▶ Problems to solve:
1) Rewrite the paragraph of the Ebola passage beginning "Symptoms of Ebola include" as a bulleted list.
2) Reproduce the portion of the Ebola passage between "According to the World" and "infected since March.", inclusive.
3) Proceed with the Ebola passage, picking up after its final sentence.
[[ Passage shown open ]]
According to the World Health Organization, Ebola is spread through contact with bodily fluid such as saliva, blood, feces, urine, seamen, vomit, or secretions of an infected person or animal. It can also be transmitted through materials such as clothing that contains bodily fluid from an infected person. Ebola is not contagious until symptoms start showing in the infected person.

Symptoms of Ebola include fever, headache, joint and muscle aches, weakness, diarrhea, vomiting, stomach pain, lack of appetite and abnormal bleeding.

Symptoms commonly appear 8-10 days after exposure but may appear between 2-21 days of coming in contact with the virus.

The 2014 Ebola outbreak in West Africa has killed more than 3,000 of the 6,500 people that became infected since March.

According to the CDC, the current West African outbreak is the largest and deadliest outbreak since the disease was discovered in 1976.
[[ Passage shown closed ]]
[[ Excerpted data open ]]
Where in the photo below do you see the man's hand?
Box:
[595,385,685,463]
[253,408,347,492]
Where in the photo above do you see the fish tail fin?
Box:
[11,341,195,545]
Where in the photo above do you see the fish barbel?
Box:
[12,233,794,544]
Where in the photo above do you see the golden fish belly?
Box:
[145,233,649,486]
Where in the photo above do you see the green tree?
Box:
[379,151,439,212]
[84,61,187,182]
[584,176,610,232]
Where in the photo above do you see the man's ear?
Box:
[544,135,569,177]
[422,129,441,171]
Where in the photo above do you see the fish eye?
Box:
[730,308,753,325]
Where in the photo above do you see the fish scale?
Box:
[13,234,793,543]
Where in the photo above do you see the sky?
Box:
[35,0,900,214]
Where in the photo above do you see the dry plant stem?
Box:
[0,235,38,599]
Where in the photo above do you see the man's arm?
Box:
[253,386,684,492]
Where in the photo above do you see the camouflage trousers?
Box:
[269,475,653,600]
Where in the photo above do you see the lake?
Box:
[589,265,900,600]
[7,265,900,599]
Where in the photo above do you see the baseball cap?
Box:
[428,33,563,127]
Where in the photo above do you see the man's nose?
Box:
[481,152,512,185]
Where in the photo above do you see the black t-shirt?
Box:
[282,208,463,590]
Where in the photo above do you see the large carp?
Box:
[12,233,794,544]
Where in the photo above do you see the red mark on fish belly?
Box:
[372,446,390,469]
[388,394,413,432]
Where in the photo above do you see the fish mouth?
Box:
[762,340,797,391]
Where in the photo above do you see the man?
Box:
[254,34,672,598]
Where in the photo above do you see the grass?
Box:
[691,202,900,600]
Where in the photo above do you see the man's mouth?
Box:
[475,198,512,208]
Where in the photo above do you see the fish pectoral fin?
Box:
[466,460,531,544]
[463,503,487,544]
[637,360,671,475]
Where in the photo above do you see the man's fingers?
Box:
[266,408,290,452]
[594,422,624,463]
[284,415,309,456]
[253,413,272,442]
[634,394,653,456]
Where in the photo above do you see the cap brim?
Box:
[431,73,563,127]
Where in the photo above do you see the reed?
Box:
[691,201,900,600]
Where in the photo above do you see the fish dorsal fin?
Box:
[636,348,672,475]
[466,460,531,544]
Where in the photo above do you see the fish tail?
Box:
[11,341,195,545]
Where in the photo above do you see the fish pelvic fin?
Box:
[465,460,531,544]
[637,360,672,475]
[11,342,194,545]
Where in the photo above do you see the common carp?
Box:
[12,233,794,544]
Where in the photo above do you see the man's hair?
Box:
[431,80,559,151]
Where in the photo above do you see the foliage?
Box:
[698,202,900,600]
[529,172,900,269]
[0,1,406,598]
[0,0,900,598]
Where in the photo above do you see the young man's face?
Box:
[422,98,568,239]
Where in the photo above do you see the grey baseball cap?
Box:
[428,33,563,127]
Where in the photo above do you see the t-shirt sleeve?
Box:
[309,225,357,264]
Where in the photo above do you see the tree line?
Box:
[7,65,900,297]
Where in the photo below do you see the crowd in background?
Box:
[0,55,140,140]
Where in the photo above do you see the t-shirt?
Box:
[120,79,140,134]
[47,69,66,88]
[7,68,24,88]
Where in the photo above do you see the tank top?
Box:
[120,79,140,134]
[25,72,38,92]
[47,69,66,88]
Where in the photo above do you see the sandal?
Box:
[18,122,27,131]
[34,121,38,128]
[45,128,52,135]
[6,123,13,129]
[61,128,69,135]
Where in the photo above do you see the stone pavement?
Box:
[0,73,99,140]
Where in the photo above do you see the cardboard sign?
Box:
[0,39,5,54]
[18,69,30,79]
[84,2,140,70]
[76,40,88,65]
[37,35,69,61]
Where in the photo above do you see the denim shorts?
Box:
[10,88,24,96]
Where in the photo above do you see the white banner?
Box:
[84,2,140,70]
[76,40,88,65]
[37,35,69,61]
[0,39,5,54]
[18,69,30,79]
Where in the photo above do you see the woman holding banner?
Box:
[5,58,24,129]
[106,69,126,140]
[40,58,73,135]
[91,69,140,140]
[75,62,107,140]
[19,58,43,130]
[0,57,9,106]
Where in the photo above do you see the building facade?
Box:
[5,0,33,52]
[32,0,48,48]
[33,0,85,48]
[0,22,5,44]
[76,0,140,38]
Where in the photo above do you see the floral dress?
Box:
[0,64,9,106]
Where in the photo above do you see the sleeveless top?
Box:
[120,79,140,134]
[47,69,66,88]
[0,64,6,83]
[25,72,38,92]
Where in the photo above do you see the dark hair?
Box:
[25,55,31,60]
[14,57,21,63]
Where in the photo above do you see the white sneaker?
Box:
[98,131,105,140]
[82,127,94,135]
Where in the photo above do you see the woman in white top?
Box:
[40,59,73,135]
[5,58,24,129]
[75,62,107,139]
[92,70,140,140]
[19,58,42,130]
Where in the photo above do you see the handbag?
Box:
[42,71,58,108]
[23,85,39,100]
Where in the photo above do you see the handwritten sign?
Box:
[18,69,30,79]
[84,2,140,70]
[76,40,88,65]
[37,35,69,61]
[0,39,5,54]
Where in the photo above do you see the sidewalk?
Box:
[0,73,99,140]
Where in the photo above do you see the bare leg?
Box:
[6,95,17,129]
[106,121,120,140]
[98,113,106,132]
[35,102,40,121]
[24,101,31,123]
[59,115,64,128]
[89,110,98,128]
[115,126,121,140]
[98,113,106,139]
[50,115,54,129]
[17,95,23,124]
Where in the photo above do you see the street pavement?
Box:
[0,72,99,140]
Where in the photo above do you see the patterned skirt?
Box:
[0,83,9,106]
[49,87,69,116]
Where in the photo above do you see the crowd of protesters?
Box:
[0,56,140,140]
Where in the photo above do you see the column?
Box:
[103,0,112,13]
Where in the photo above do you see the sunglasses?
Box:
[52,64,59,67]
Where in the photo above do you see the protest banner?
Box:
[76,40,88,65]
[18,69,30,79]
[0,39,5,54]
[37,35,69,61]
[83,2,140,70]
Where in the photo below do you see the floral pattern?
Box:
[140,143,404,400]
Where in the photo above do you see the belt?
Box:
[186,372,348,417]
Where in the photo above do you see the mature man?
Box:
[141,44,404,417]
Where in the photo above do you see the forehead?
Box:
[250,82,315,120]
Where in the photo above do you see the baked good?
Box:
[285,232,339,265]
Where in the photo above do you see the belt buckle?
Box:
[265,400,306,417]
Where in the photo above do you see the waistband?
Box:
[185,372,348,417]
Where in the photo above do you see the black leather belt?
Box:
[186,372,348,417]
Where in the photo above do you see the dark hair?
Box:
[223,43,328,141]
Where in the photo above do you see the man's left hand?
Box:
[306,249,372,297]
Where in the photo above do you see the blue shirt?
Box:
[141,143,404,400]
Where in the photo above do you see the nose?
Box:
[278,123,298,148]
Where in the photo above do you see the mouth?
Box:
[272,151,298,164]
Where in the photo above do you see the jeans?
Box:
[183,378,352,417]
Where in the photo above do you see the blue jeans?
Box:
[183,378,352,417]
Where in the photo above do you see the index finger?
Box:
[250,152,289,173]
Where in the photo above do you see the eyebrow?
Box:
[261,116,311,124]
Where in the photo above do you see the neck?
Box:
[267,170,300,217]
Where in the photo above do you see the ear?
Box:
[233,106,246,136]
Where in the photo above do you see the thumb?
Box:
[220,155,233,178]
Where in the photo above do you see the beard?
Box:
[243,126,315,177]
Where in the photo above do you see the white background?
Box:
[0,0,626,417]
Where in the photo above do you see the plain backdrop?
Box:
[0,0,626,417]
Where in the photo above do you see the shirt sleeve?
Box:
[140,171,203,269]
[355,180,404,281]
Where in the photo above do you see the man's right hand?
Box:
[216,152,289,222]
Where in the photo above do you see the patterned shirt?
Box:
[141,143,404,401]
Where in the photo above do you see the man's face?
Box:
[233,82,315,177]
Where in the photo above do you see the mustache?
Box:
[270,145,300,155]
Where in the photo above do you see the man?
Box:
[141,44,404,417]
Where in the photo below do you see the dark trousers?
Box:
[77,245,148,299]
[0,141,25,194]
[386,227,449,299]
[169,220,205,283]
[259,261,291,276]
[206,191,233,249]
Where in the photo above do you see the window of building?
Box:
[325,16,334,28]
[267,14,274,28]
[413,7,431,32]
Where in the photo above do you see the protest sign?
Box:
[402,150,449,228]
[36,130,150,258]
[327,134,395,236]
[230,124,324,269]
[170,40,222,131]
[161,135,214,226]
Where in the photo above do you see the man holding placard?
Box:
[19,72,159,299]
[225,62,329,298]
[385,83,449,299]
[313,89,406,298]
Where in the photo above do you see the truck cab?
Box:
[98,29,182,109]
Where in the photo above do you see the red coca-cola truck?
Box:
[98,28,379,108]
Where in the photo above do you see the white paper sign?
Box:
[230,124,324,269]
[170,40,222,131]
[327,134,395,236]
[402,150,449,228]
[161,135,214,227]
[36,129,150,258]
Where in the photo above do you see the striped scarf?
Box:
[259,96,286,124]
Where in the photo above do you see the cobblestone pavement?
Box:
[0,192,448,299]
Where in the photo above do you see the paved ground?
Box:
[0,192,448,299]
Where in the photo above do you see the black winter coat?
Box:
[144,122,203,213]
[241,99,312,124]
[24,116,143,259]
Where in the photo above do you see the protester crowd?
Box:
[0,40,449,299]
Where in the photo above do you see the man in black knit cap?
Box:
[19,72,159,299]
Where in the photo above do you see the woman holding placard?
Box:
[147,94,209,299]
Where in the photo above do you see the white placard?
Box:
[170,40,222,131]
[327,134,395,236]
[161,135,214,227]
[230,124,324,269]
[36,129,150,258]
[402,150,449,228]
[[ Excerpted data closed ]]
▶ Written answers:
1)
- Fever
- Headache
- Joint and muscle aches
- Weakness
- Diarrhea
- Vomiting
- Stomach pain
- Lack of appetite
- Abnormal bleeding

2)
According to the World Health Organization, Ebola is spread through contact with bodily fluid such as saliva, blood, feces, urine, seamen, vomit, or secretions of an infected person or animal. It can also be transmitted through materials such as clothing that contains bodily fluid from an infected person. Ebola is not contagious until symptoms start showing in the infected person.

Symptoms of Ebola include fever, headache, joint and muscle aches, weakness, diarrhea, vomiting, stomach pain, lack of appetite and abnormal bleeding.

Symptoms commonly appear 8-10 days after exposure but may appear between 2-21 days of coming in contact with the virus.

The 2014 Ebola outbreak in West Africa has killed more than 3,000 of the 6,500 people that became infected since March.

3)
U.S. Senator Chris Coons, D-Delaware, chair of the Senate Foreign Relations Subcommittee on African Affairs said U.S. health officials have the capabilities to contain the virus quickly.

“The U.S. is doing the right thing by stepping up to the growing challenge of combating the spread of Ebola in West Africa, and developing a vaccine and treatment,” Coons said. “Without America’s aggressive and proactive engagement, there is a real threat that this virus might become a global pandemic.”

The CDC is continuing to investigate who the Dallas patient came in contact with and how he contracted the virus.